Esercizio breve a:
Indica quante righe delle voci contengono la stringa "slab". Scrivi soltanto il numero.

Brano estratto:
Le truppe francesi tornarono nella Capitale solo il 2 febbraio 1805. In giugno Archetti, molto vicino al papa Pio VI, eletto nel 1800 a Venezia, rifiutò la nomina a vescovo di Brescia offertagli personalmente da Napoleone e poi tornò ad Ascoli, dove morì pochi mesi dopo. Nei primi anni del pontificato di Pio VII Ascoli era stata soggetta al Delegato apostolico di Macerata; nell’aprile del 1808 le Marche vennero annesse al Regno d’Italia, e Ascoli venne inclusa con Montalto e Camerino nel Dipartimento del Tronto, subordinata al prefetto di Fermo. Nel 1814, caduti sia Napoleone che il “napoletano” Gioacchino Murat, tornò il governo del papa-re, che decise di mantenere Ascoli subordinata a Fermo. L’occasione per emanciparsi venne offerta alla città nel febbraio del 1831 dal gen. Giuseppe Sercognani, durante la breve stagione dei “moti” rivoluzionari da cui scaturì un’effimera entità statale che coinvolse una vasta area dell’Italia centro-settentrionale: le cosiddette Province Unite. La repressione dei “carbonari” e dei liberali in genere posta in atto negli anni seguenti dal governo del nuovo pontefice Gregorio XVI,  succeduto a Pio VIII, fu molto dura; egli tra l’altro decise d’ignorare bellamente le richieste formulate fino dal 1831 dagli ambasciatori a Roma di tutte le potenze europee, che chiedevano l’abolizione di alcuni privilegi ecclesiastici e una maggior trasparenza ed equità nell’amministrazione della giustizia e delle finanze della Santa Sede.

(Voci per l'identificazione di posizioni)
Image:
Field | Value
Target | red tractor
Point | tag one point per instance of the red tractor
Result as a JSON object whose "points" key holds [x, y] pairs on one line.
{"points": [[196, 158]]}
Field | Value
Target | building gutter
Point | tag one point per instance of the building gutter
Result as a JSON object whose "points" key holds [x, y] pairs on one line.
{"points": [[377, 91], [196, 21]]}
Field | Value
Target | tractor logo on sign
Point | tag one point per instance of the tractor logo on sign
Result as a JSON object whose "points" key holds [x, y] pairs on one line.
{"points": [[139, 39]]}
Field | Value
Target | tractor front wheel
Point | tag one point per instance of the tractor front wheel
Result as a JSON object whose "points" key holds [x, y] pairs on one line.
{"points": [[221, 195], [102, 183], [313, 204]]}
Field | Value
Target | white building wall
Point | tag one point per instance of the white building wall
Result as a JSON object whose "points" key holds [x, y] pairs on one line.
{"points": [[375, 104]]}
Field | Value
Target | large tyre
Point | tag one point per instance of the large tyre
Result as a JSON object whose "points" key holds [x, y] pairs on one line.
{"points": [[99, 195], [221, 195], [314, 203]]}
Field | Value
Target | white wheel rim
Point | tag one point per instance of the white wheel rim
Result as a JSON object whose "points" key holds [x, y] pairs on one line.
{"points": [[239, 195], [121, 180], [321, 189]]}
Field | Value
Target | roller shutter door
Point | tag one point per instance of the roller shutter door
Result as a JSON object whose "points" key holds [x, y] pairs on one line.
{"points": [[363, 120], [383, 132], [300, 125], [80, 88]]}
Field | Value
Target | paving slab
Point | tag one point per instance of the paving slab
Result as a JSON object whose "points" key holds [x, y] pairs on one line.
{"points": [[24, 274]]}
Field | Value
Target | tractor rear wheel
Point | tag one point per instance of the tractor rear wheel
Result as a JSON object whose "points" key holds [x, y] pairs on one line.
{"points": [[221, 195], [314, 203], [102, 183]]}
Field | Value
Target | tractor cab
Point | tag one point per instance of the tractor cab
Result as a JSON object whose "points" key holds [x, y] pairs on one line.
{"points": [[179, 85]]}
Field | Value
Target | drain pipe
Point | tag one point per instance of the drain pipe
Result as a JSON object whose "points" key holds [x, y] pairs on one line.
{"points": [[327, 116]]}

Esercizio breve b:
Rispondi a queste domande sul brano relativo ad Ascoli:
(i) In quale data le truppe francesi tornarono nella Capitale?
(ii) In quale dipartimento fu inclusa Ascoli nel 1808?
(iii) Chi offrì alla città l'occasione per emanciparsi nel febbraio del 1831?

Risultato a:
2

Risultato b:
(i) Il 2 febbraio 1805.
(ii) Nel Dipartimento del Tronto.
(iii) Il generale Giuseppe Sercognani.